* [GOAL]:
Exactly reproduce the line containing "For the dataset, pick out the blue" together with every line after it, through the end of the entries, and give nothing more.

════

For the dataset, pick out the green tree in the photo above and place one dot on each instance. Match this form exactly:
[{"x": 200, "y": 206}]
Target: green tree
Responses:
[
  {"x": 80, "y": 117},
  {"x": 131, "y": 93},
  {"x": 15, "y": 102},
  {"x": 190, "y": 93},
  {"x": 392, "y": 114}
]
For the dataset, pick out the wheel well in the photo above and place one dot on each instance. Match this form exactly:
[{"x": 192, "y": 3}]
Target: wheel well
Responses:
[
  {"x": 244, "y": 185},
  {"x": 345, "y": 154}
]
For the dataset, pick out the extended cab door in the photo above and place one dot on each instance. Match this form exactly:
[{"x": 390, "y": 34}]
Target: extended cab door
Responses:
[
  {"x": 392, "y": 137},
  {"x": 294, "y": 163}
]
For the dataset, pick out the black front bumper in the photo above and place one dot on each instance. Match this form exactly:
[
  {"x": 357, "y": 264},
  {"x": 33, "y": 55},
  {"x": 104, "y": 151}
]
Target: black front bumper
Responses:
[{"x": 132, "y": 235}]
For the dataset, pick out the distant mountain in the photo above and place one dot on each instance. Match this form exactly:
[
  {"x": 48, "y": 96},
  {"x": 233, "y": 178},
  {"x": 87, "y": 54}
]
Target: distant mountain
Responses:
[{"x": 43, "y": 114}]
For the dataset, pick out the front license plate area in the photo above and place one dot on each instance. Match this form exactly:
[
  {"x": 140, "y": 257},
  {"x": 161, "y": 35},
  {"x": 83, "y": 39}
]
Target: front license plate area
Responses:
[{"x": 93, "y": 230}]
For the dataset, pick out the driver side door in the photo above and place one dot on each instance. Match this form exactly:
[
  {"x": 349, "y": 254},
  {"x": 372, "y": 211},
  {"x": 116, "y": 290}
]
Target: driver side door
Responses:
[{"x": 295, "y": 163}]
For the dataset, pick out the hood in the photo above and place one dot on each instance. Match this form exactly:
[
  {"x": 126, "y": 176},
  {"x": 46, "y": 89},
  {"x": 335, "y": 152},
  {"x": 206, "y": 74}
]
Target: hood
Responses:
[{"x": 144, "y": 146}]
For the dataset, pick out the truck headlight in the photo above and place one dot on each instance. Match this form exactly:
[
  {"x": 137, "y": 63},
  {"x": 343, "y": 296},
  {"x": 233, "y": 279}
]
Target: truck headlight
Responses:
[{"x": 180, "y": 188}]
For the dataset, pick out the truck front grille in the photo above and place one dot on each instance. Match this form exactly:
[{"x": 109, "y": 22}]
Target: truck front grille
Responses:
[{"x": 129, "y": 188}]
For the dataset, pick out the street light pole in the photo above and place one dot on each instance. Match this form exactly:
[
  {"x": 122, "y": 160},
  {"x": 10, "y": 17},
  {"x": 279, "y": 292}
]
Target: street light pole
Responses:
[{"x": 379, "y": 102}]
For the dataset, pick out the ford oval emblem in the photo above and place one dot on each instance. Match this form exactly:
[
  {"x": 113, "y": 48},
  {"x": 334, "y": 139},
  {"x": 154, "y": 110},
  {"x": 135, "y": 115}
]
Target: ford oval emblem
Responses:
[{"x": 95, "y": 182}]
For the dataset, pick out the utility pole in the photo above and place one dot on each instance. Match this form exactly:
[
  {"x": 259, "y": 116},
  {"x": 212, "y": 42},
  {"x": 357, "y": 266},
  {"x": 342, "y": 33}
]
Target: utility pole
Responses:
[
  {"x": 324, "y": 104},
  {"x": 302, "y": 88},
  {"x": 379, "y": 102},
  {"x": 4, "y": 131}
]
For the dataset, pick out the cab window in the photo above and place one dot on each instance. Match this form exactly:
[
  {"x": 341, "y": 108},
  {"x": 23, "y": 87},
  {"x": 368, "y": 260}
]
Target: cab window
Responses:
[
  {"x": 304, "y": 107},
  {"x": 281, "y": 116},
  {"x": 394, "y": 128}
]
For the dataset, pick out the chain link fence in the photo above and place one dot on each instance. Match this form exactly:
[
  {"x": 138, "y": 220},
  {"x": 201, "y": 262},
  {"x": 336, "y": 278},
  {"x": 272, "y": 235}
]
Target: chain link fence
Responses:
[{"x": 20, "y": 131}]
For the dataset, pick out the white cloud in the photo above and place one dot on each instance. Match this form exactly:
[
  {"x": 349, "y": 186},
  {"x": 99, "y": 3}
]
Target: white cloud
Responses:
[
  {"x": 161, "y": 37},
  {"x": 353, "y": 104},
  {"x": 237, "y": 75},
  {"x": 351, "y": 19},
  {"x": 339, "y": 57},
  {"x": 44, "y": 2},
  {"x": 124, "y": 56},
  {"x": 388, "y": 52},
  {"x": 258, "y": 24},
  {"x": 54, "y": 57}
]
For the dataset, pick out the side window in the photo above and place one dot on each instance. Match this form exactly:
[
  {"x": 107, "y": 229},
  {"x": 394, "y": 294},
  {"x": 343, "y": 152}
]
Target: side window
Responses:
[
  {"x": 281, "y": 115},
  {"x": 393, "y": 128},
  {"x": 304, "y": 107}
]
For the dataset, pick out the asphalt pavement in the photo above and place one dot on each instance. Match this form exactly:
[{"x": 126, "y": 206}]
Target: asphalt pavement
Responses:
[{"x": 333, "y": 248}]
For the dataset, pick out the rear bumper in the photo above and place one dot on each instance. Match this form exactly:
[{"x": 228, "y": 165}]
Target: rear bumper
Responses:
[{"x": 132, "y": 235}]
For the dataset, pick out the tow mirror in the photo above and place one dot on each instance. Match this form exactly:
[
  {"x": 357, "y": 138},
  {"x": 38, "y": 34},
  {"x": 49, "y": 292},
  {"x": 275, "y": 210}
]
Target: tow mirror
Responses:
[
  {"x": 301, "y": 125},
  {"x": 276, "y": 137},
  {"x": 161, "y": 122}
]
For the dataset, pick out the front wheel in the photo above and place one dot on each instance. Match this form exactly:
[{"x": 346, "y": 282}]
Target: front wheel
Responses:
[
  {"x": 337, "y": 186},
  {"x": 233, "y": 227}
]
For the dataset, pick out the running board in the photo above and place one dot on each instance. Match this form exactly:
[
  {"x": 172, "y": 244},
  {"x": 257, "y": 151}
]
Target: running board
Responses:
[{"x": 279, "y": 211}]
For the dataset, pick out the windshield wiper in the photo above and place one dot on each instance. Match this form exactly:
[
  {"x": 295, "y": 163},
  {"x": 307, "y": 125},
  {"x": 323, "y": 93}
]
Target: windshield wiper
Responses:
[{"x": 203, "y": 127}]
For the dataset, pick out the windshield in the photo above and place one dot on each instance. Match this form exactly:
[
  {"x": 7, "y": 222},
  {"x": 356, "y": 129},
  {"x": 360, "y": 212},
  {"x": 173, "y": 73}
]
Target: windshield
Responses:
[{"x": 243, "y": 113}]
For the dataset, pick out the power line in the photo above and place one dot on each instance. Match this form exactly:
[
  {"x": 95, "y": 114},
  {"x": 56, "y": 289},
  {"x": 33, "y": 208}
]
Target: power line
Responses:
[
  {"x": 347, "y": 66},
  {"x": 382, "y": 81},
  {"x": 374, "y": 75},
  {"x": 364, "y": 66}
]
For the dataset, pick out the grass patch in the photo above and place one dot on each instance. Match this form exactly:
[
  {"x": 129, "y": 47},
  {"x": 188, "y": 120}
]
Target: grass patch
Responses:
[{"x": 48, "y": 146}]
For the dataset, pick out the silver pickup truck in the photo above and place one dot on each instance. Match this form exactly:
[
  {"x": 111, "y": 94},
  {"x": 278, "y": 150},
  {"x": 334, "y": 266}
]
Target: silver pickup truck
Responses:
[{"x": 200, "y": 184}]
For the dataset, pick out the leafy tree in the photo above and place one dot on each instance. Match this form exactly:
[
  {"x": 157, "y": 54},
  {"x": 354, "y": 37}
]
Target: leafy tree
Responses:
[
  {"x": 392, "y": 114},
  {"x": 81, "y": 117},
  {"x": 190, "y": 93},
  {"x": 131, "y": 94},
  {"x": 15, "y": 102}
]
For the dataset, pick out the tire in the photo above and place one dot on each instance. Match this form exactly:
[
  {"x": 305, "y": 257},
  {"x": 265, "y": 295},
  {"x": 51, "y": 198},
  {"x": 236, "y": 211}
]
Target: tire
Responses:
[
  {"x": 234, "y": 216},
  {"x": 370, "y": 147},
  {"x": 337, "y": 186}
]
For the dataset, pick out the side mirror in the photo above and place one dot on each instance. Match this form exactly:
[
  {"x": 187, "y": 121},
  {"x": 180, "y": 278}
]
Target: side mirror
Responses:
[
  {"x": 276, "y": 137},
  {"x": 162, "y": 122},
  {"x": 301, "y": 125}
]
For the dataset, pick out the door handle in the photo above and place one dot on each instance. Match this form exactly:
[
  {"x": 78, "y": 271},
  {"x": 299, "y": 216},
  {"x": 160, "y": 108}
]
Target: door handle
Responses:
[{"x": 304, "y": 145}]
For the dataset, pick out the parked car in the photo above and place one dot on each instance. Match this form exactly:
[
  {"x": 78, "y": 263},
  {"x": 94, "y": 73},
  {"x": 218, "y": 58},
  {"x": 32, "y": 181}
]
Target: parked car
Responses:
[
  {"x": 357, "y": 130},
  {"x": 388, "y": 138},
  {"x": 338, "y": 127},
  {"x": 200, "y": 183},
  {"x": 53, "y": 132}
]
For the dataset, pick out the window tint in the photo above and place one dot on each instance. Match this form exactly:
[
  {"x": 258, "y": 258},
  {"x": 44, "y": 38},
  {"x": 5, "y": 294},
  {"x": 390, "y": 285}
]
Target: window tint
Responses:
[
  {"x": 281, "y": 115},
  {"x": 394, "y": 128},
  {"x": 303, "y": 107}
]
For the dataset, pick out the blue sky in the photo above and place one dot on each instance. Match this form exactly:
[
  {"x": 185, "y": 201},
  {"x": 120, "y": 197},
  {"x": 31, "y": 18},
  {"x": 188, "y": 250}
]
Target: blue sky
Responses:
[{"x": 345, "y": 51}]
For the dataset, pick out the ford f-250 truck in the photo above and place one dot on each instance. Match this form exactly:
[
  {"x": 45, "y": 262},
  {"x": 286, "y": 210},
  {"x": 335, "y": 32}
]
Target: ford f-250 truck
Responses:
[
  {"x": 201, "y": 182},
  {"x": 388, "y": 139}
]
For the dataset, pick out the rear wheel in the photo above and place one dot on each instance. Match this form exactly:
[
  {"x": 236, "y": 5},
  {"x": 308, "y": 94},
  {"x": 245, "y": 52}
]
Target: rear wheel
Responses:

════

* [RESPONSE]:
For the dataset, pick out the blue sky in the photo above and place one dot on each instance. Match this form exactly:
[
  {"x": 185, "y": 201},
  {"x": 120, "y": 197},
  {"x": 31, "y": 18},
  {"x": 188, "y": 250}
]
Target: blue sky
Responses:
[{"x": 345, "y": 51}]
For the dataset, pick out the ford f-250 truck in the photo above and place one dot on each instance. Match this form exactly:
[
  {"x": 45, "y": 262},
  {"x": 286, "y": 210},
  {"x": 335, "y": 32}
]
Target: ford f-250 truck
Responses:
[
  {"x": 201, "y": 182},
  {"x": 388, "y": 139}
]
For the dataset, pick out the rear wheel in the photo above and place one dot on each instance. Match this form exactly:
[
  {"x": 236, "y": 5},
  {"x": 308, "y": 94},
  {"x": 245, "y": 52}
]
Target: rear wheel
Responses:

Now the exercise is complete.